-------- TEXT PROVIDED --------

In the embodiment shown in fig. 2, the rotating shaft 20 includes an inner shaft 20A and an outer shaft 20B that is sleeved outside the inner shaft 20A. The inner shaft 20A and the outer shaft 20B each extend in the longitudinal direction and are connected at their top ends to the motor 30A and the motor 30B, respectively. Thus, motor 30A can drive inner shaft 20A to rotate, while motor 30B can drive outer shaft 20B to rotate. The inner shaft 20A can rotate the second stirring device 100 connected thereto, and the outer shaft 20B can rotate the first stirring device 10 connected thereto.

The first stirring device 10 may be rotated in the same direction as the second stirring device 100. Preferably, however, the first stirring device 10 may be rotated in a different direction than the second stirring device 100. As shown in fig. 2, the first stirring device 10 rotates in a clockwise direction, and the second stirring device 100 rotates in a counterclockwise direction. In this case, turbulence is more easily generated between the first stirring device 10 and the second stirring device 100, so that stirring of the fluid in the reaction tank is more facilitated, that is, not only the material in the reaction tank is prevented from being layered and precipitated (on a macroscopic level), but also the local uniform mixing of the fluid (on a microscopic level) is better promoted. On the other hand, the torque generated by the rotation of the first stirring device 10 and the outer shaft 20B is opposite to the torque generated by the rotation of the second stirring device 100 and the inner shaft 20A, and thus at least a portion can be mutually offset, so that the top wall of the reaction tank for rotationally fixing the inner shaft 20A and the outer shaft 20B is less stressed. In addition, for the first stirring device 10 (especially, in the case that the front surface thereof is inclined downward), the water flow pushed by the second stirring device 100 may have an upward force thereon, which may exert a certain supporting effect thereon, which may counteract at least a part of the downward force of its own gravity or the like, so that the outer shaft 20B supporting the first stirring device 100 does not need to have an excessive strength. Accordingly, this arrangement is advantageous in maintaining the structural stability of the stirring device 200.

The first stirring device 10 and the second stirring device 100 may be rotated at the same rotation speed. Preferably, however, the first stirring device 10 and the second stirring device 100 can also be rotated at different rotational speeds. Even, it is possible to rotate only one of the first stirring device 10 and the second stirring device 100 without rotating the other (or without actively driving the other to rotate). Thus, the user can use the stirring device 200 more flexibly as desired. Further, the first stirring device 10 and the second stirring device 100 do not need to be excessively designed in terms of structure and size in order to properly fit the first stirring device 10 and the second stirring device 100. This better fit can be effectively achieved by adjusting the rotational speeds and directions of the first stirring device 10 and the second stirring device 100.

--------

### STATED GOAL 1
Repeat word for word the part of the passage on the stirring device from "In the embodiment" to "10 connected thereto.".
### STATED GOAL 2
Show every line of the rows that contains the string "umbrella", counting only matches in the same case.
The passage on the stirring device and the stored rows are separate, unrelated material.

-------- GIVEN RECORDS --------

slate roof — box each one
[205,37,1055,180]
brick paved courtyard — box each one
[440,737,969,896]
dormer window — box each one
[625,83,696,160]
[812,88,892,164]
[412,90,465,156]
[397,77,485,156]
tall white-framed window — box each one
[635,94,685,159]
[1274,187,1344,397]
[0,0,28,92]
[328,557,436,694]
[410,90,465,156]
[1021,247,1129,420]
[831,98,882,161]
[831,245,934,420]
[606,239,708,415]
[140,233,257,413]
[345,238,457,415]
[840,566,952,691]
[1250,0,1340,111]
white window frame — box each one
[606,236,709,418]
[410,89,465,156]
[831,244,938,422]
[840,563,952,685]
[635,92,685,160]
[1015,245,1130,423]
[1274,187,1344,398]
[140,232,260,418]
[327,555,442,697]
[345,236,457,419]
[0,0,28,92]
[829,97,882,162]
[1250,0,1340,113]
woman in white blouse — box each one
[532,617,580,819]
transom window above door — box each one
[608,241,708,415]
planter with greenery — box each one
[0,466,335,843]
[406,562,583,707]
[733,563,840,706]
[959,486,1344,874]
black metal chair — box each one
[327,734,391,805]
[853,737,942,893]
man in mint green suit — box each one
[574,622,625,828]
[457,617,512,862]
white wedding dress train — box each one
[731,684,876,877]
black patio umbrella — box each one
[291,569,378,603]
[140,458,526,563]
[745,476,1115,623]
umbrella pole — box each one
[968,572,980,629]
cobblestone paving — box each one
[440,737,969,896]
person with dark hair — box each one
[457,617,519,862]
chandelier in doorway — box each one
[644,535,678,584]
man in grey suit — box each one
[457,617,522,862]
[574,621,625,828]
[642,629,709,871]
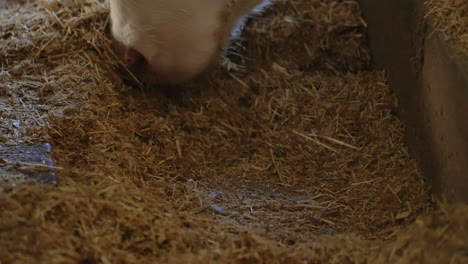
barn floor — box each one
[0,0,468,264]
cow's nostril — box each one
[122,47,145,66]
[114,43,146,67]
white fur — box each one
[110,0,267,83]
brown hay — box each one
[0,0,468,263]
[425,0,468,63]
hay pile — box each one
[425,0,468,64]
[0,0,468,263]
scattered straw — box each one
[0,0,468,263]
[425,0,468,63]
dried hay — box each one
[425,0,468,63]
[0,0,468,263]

--------

### RIGHT ANSWER 1
In the embodiment shown in fig. 2, the rotating shaft 20 includes an inner shaft 20A and an outer shaft 20B that is sleeved outside the inner shaft 20A. The inner shaft 20A and the outer shaft 20B each extend in the longitudinal direction and are connected at their top ends to the motor 30A and the motor 30B, respectively. Thus, motor 30A can drive inner shaft 20A to rotate, while motor 30B can drive outer shaft 20B to rotate. The inner shaft 20A can rotate the second stirring device 100 connected thereto, and the outer shaft 20B can rotate the first stirring device 10 connected thereto.

### RIGHT ANSWER 2
black patio umbrella — box each one
umbrella pole — box each one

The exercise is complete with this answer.